Passage to read:
The video spotlights the phenomenon of tens of thousands of children in
northern Uganda who walk miles every day to avoid abduction by rebel
troops. The video shows the children embarking from their villages on long
journeys in search of a safe place to sleep in urban areas.
Human Rights Watch takes an unflinching look at the harrowing conditions of
the children's lives through original footage and interviews. The situation
in northern Uganda has resulted in a pervasive climate of fear. Since 1986,
30,000 boys and girls have been abducted in northern Uganda and forced to
become child soldiers and sex slaves. The group that is responsible for
these atrocities, the Lord's Resistance Army (LRA), has waged war against
the Ugandan government for nearly two decades.
Once abducted by the LRA, children are forced to carry out raids, beat and
kill civilians and kidnap other children if they want to stay alive. The
girls end up sexually violated and physically abused. They are forced to
beat or trample to death other children who attempt to escape, and are
repeatedly told that they will be killed if they try to run away.

Work instruction 1: Retype the stretch of the passage on northern Uganda's children from "Human Rights Watch" through "nearly two decades.".
Work instruction 2:
Answer these questions from the passage on northern Uganda's children:
(a) Where do the children go in search of a safe place to sleep?
(b) Since what year have 30,000 boys and girls been abducted in northern Uganda?
(c) What group is responsible for these atrocities?

Provided material:
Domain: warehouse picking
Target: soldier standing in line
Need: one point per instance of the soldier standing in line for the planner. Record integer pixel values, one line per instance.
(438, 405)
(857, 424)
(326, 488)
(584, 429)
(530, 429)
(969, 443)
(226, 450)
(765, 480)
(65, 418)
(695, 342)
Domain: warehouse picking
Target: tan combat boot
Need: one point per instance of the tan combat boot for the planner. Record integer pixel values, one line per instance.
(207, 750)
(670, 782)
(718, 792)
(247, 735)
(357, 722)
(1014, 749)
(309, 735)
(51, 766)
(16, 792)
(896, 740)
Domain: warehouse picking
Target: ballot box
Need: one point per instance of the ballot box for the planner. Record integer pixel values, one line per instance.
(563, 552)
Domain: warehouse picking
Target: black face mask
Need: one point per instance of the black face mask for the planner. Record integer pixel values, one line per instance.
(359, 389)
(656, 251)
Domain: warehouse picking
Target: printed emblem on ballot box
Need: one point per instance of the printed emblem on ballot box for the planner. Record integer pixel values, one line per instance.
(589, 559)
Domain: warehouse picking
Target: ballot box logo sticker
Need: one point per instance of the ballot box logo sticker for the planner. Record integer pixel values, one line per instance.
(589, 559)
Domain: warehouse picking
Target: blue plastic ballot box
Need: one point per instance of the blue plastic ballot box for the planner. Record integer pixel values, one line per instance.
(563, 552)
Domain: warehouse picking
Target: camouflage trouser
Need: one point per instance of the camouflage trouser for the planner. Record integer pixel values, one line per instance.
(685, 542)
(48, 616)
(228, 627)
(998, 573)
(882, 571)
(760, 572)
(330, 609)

---

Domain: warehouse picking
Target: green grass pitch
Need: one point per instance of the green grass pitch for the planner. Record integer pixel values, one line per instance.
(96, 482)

==

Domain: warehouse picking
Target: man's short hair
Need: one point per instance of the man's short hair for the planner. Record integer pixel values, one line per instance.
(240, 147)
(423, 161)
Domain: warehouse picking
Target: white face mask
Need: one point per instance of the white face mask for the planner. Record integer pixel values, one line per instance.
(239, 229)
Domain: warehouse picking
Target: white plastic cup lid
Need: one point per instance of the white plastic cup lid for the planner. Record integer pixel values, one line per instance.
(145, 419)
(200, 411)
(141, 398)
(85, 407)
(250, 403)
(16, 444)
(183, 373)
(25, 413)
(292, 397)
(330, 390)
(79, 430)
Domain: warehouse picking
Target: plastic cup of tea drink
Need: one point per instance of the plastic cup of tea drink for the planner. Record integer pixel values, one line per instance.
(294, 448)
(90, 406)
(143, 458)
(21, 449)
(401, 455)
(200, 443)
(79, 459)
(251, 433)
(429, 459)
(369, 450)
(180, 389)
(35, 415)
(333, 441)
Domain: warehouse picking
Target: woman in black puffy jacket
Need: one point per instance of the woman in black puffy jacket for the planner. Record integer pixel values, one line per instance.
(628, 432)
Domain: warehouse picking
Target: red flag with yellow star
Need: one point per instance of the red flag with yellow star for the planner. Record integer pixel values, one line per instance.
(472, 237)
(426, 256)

Task output 1:
Human Rights Watch takes an unflinching look at the harrowing conditions of
the children's lives through original footage and interviews. The situation
in northern Uganda has resulted in a pervasive climate of fear. Since 1986,
30,000 boys and girls have been abducted in northern Uganda and forced to
become child soldiers and sex slaves. The group that is responsible for
these atrocities, the Lord's Resistance Army (LRA), has waged war against
the Ugandan government for nearly two decades.

Task output 2:
(a) Urban areas.
(b) 1986.
(c) The Lord's Resistance Army (LRA).